An exact, complete copy of the entries is needed, with the pictures left out.

Records to process below:

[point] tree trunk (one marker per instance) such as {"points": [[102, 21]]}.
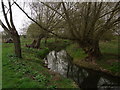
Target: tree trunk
{"points": [[17, 45], [37, 45], [93, 51], [45, 41]]}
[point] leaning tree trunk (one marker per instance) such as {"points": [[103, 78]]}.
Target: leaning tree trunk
{"points": [[38, 42], [17, 45]]}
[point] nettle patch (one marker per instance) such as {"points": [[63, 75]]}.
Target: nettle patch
{"points": [[17, 65]]}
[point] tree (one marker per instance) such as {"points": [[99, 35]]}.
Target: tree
{"points": [[10, 29], [88, 21], [44, 16], [85, 23]]}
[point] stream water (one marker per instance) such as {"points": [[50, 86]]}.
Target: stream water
{"points": [[85, 78]]}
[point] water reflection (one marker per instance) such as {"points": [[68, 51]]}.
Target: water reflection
{"points": [[61, 62]]}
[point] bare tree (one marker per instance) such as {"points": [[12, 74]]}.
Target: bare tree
{"points": [[85, 23], [10, 29]]}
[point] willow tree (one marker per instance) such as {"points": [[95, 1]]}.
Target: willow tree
{"points": [[85, 22], [44, 16], [88, 21], [11, 29]]}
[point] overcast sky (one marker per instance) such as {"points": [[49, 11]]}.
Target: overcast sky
{"points": [[19, 17]]}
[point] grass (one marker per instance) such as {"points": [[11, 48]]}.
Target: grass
{"points": [[108, 62], [29, 72]]}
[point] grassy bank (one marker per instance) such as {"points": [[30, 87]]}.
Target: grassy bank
{"points": [[108, 63], [29, 72]]}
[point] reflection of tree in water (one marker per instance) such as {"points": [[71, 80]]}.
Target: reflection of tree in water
{"points": [[85, 78]]}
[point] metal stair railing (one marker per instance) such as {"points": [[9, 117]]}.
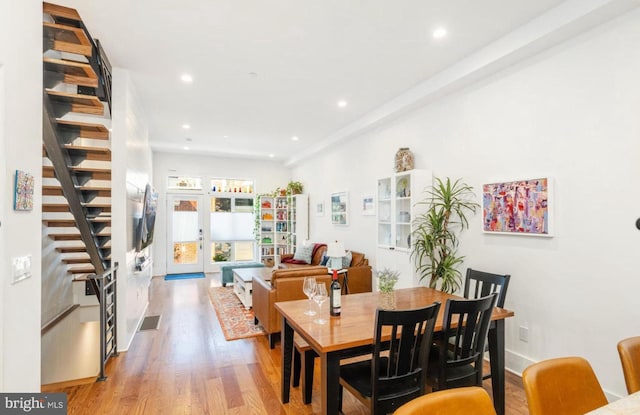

End of Records to process.

### Exercise result
[point] tree trunk (one marker per instance) such as {"points": [[102, 21]]}.
Target: tree trunk
{"points": [[17, 45], [37, 45], [93, 51], [45, 41]]}
[point] leaning tree trunk (one marker per instance) such as {"points": [[103, 78]]}.
Target: leaning tree trunk
{"points": [[38, 42], [17, 45]]}
[point] nettle patch (one marker per instance) such as {"points": [[63, 75]]}.
Target: nettle patch
{"points": [[17, 65]]}
[point] tree (one marker per instance) such as {"points": [[99, 35]]}.
Target: tree
{"points": [[10, 29], [88, 21], [44, 16], [85, 23]]}
[point] stream water (one marker per instance) such as {"points": [[50, 86]]}.
Target: stream water
{"points": [[85, 78]]}
[point] water reflection (one marker per instance) such as {"points": [[68, 51]]}.
Target: water reflection
{"points": [[61, 62]]}
[point] bare tree (one marker per instance) such as {"points": [[12, 74]]}.
Target: bare tree
{"points": [[85, 23], [10, 29]]}
[point] willow tree (one marker per instance) such as {"points": [[95, 1]]}.
Target: willow tree
{"points": [[85, 22], [44, 16], [88, 21], [11, 29]]}
[point] overcast sky (one marker per instance) such as {"points": [[49, 11]]}.
Target: overcast sky
{"points": [[19, 17]]}
[point] grass (one marker per instance) such as {"points": [[11, 48]]}.
Target: grass
{"points": [[108, 62], [29, 72]]}
[point] grassy bank (one marker per instance) such as {"points": [[30, 87]]}.
Target: grassy bank
{"points": [[108, 63], [29, 72]]}
[point] reflection of tree in water (one marker per instance) such as {"points": [[71, 80]]}.
Target: reflection of tree in water
{"points": [[85, 78]]}
[point] metal stair railing (one marker per instance) such as {"points": [[9, 117]]}.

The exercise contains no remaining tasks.